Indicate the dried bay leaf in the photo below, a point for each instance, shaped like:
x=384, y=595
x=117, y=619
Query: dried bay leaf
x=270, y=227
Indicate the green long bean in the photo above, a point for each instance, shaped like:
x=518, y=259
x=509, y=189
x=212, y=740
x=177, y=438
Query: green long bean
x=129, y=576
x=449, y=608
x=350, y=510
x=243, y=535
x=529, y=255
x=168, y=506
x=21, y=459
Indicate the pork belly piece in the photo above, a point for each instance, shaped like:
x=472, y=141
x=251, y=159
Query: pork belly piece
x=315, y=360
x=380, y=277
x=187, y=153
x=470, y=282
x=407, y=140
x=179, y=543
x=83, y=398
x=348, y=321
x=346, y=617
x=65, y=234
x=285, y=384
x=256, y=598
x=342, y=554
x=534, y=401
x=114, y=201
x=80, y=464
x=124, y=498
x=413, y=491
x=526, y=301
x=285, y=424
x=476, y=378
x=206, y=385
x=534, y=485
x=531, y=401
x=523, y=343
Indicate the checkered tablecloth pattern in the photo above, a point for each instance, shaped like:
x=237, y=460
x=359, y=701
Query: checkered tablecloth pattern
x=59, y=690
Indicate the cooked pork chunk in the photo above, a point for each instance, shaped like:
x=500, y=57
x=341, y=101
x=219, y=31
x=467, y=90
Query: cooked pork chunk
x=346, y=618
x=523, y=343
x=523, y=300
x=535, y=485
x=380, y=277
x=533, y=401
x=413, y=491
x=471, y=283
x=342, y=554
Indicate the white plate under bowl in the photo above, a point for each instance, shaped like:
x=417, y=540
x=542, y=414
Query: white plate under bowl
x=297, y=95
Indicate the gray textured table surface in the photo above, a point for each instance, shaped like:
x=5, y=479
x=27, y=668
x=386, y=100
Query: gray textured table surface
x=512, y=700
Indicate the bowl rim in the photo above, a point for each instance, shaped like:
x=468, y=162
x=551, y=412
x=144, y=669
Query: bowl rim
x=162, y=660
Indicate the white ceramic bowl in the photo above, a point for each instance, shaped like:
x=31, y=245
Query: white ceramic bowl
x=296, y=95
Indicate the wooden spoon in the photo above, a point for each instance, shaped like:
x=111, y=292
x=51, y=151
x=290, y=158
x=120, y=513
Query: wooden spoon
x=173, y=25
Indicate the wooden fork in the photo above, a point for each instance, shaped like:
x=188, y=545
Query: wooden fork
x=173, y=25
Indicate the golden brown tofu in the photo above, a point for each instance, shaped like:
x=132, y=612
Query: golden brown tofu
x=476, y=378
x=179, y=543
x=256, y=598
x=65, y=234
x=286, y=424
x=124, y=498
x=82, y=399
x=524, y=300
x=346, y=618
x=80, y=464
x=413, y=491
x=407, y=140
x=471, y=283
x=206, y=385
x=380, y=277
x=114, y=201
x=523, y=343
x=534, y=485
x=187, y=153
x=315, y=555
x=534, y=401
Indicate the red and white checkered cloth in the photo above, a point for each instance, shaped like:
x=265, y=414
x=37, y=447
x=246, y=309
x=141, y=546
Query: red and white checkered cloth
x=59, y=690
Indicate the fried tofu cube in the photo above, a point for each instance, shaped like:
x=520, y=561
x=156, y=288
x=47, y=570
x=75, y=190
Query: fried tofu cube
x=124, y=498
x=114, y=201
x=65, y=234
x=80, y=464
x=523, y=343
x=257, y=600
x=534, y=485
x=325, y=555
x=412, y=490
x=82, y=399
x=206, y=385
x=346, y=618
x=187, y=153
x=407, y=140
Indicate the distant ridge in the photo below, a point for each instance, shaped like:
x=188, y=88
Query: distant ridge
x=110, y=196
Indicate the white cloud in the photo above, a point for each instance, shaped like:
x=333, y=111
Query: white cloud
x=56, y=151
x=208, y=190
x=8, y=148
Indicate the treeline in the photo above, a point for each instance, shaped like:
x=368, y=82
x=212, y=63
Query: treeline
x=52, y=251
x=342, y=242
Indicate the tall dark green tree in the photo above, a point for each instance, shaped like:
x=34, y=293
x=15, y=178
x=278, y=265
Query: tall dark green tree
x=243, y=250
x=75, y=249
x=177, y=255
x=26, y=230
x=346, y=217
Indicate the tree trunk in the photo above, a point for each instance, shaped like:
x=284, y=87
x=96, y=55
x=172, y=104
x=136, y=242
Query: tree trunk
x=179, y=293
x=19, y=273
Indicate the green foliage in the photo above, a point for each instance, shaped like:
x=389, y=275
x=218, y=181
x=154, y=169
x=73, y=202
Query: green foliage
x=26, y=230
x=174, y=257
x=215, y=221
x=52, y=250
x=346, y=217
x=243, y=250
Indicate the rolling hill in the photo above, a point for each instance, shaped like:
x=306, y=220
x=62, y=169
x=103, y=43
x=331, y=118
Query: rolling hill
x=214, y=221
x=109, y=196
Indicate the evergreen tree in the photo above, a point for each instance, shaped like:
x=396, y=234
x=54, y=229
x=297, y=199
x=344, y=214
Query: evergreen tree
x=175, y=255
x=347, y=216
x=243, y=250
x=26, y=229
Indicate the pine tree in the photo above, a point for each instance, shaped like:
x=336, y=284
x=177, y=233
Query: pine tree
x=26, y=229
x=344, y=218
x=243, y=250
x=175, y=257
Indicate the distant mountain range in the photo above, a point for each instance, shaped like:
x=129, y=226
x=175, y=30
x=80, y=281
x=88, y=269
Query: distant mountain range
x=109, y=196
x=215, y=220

> What to work on
Format every line of the items above as a JSON list of strings, one string per line, and leave out any blank lines.

> Right answer
[
  "Indicate the dried bay leaf in the photo below, a point for each instance, shaped like:",
  "x=384, y=595",
  "x=117, y=619",
  "Query: dried bay leaf",
  "x=270, y=227",
  "Indicate the green long bean in the photo above, a point for each instance, shaped like:",
  "x=518, y=259",
  "x=509, y=189",
  "x=212, y=740",
  "x=177, y=438",
  "Query: green long bean",
  "x=129, y=576",
  "x=449, y=608",
  "x=350, y=510",
  "x=243, y=535",
  "x=529, y=255",
  "x=168, y=506",
  "x=21, y=459",
  "Indicate the pork belly piece in the photo above, a point for each instance, shaped like:",
  "x=472, y=141",
  "x=251, y=159",
  "Query: pork belly piece",
  "x=315, y=360",
  "x=380, y=277",
  "x=187, y=153",
  "x=470, y=282",
  "x=407, y=140",
  "x=179, y=543",
  "x=83, y=398",
  "x=348, y=321",
  "x=346, y=617",
  "x=65, y=234",
  "x=285, y=384",
  "x=256, y=598",
  "x=342, y=554",
  "x=534, y=401",
  "x=114, y=201",
  "x=80, y=464",
  "x=124, y=498",
  "x=413, y=491",
  "x=526, y=301",
  "x=285, y=424",
  "x=476, y=378",
  "x=206, y=385",
  "x=534, y=485",
  "x=531, y=401",
  "x=523, y=343",
  "Indicate the checkered tablecloth pattern in the photo above, a point for each instance, shaped like:",
  "x=237, y=460",
  "x=359, y=701",
  "Query: checkered tablecloth pattern",
  "x=59, y=690",
  "Indicate the cooked pork chunk in the photo above, a point for each instance, shaped like:",
  "x=500, y=57",
  "x=341, y=101",
  "x=219, y=31",
  "x=467, y=90",
  "Query: cooked pork chunk",
  "x=346, y=618",
  "x=523, y=343",
  "x=523, y=300",
  "x=535, y=485",
  "x=380, y=277",
  "x=533, y=401",
  "x=413, y=491",
  "x=471, y=283",
  "x=342, y=554",
  "Indicate the white plate under bowl in the photo above, a point for each instance, shaped like:",
  "x=417, y=540",
  "x=542, y=414",
  "Query: white plate under bowl",
  "x=297, y=95",
  "Indicate the gray textured table surface in the photo above, a point for each instance, shaped like:",
  "x=5, y=479",
  "x=27, y=668",
  "x=386, y=100",
  "Query: gray textured table surface",
  "x=512, y=700",
  "Indicate the bowl rim in the photo above, a point for each instance, shaped like:",
  "x=468, y=162",
  "x=551, y=412",
  "x=144, y=669",
  "Query: bowl rim",
  "x=162, y=660",
  "Indicate the white ceramic bowl in the photo above, a point for each instance, shaped like:",
  "x=31, y=245",
  "Query: white ceramic bowl",
  "x=296, y=95",
  "Indicate the wooden spoon in the photo above, a point for each instance, shaped like:",
  "x=111, y=292",
  "x=51, y=151",
  "x=290, y=158",
  "x=120, y=513",
  "Query: wooden spoon",
  "x=173, y=25",
  "Indicate the wooden fork in the photo above, a point for each instance, shaped like:",
  "x=188, y=545",
  "Query: wooden fork",
  "x=173, y=25",
  "Indicate the golden brown tofu in the photo above, a point for each instance, shaped like:",
  "x=132, y=612",
  "Query: golden brown tofu",
  "x=476, y=378",
  "x=179, y=543",
  "x=256, y=598",
  "x=65, y=234",
  "x=286, y=424",
  "x=124, y=498",
  "x=82, y=399",
  "x=524, y=300",
  "x=346, y=618",
  "x=80, y=464",
  "x=413, y=491",
  "x=407, y=140",
  "x=471, y=283",
  "x=206, y=385",
  "x=380, y=277",
  "x=114, y=201",
  "x=523, y=343",
  "x=534, y=485",
  "x=187, y=153",
  "x=315, y=555",
  "x=534, y=401",
  "Indicate the red and white checkered cloth in the photo above, a point for each instance, shaped like:",
  "x=265, y=414",
  "x=37, y=447",
  "x=246, y=309",
  "x=141, y=546",
  "Query: red and white checkered cloth",
  "x=59, y=690",
  "Indicate the fried tofu cube in the photo above, a point for each instance, shaped like:",
  "x=520, y=561",
  "x=156, y=288",
  "x=47, y=570",
  "x=75, y=190",
  "Query: fried tofu cube",
  "x=124, y=498",
  "x=114, y=201",
  "x=65, y=234",
  "x=80, y=464",
  "x=523, y=343",
  "x=257, y=600",
  "x=534, y=485",
  "x=325, y=555",
  "x=412, y=490",
  "x=82, y=399",
  "x=206, y=385",
  "x=346, y=618",
  "x=187, y=153",
  "x=407, y=140",
  "Indicate the distant ridge in the photo below, a point for each instance, shaped like:",
  "x=188, y=88",
  "Query: distant ridge",
  "x=110, y=196",
  "Indicate the white cloud in the photo above, a point for each instance, shaped like:",
  "x=333, y=111",
  "Query: white cloud",
  "x=56, y=151",
  "x=208, y=190",
  "x=8, y=148",
  "Indicate the treeline in the photo above, a point for each instance, shaped like:",
  "x=368, y=82",
  "x=212, y=63",
  "Query: treeline",
  "x=52, y=251",
  "x=342, y=242",
  "Indicate the tall dark green tree in the photo above, a point for each instance, shaped like:",
  "x=34, y=293",
  "x=15, y=178",
  "x=278, y=265",
  "Query: tall dark green tree",
  "x=243, y=250",
  "x=75, y=249",
  "x=177, y=255",
  "x=26, y=230",
  "x=346, y=217",
  "Indicate the tree trunk in the photo above, a point for each instance, shaped like:",
  "x=284, y=87",
  "x=96, y=55",
  "x=172, y=104",
  "x=136, y=242",
  "Query: tree trunk",
  "x=179, y=293",
  "x=19, y=273",
  "Indicate the green foliage in the photo above, a point for each instance, shaped like:",
  "x=389, y=275",
  "x=218, y=181",
  "x=154, y=169",
  "x=73, y=202",
  "Query: green foliage",
  "x=26, y=230",
  "x=174, y=257",
  "x=215, y=221",
  "x=52, y=250",
  "x=346, y=217",
  "x=243, y=250",
  "Indicate the rolling hill in the photo above, a point for each instance, shaped like:",
  "x=306, y=220",
  "x=62, y=169",
  "x=103, y=43",
  "x=331, y=118",
  "Query: rolling hill",
  "x=214, y=221",
  "x=109, y=196",
  "Indicate the evergreen tree in the photo above, a point for each instance, shaped like:",
  "x=396, y=234",
  "x=54, y=229",
  "x=297, y=199",
  "x=344, y=214",
  "Query: evergreen tree",
  "x=175, y=255",
  "x=347, y=216",
  "x=243, y=250",
  "x=26, y=229",
  "Indicate the pine tree in the photo above, a point for each instance, shaped like:",
  "x=336, y=284",
  "x=177, y=233",
  "Query: pine tree",
  "x=26, y=229",
  "x=344, y=218",
  "x=243, y=250",
  "x=175, y=257",
  "Indicate the distant mountain range in the photo above, a point for each instance, shaped like:",
  "x=129, y=226",
  "x=175, y=30",
  "x=80, y=281",
  "x=88, y=269",
  "Query: distant mountain range",
  "x=109, y=196",
  "x=215, y=220"
]